Coordinate labeling data

════════════════════

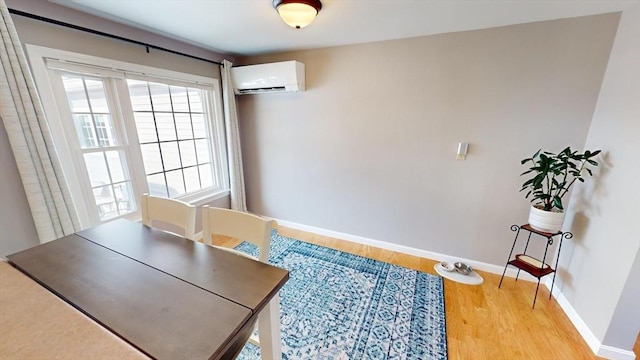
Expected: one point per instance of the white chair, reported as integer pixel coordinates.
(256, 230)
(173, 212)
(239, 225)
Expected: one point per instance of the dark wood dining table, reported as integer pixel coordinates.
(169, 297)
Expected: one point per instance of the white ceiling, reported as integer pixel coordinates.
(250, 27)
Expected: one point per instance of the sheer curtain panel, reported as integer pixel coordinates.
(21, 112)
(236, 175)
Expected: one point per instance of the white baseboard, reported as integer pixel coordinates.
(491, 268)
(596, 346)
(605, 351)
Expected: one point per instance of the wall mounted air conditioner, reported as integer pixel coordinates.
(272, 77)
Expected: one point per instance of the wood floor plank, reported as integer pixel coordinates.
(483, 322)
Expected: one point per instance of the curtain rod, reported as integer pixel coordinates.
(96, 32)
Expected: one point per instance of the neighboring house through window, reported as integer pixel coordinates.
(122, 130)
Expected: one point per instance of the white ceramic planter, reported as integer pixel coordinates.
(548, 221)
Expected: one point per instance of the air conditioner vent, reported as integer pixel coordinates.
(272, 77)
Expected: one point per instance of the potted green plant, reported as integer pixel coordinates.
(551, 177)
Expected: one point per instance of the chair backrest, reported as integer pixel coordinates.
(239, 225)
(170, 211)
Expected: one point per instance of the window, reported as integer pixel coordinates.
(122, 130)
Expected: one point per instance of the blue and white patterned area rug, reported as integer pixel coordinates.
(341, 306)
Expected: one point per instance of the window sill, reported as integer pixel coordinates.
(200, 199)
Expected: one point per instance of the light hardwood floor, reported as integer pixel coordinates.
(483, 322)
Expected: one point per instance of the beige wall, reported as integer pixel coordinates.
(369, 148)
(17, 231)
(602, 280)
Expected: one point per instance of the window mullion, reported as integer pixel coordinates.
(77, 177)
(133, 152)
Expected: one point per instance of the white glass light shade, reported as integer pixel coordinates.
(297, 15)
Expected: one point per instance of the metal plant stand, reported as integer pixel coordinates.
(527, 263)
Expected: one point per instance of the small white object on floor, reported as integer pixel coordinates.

════════════════════

Work to do: Copy out every line from the one with "Expected: one point per instance of the metal" through the end of the items. Multiply each coordinate in the answers by 0.9 and round it to a whole number, rounding halves up.

Expected answer:
Expected: one point per instance of the metal plant stand, reported as integer pixel coordinates.
(474, 237)
Expected: one point per instance of the small white object on floor, reported as integer pixel coordinates.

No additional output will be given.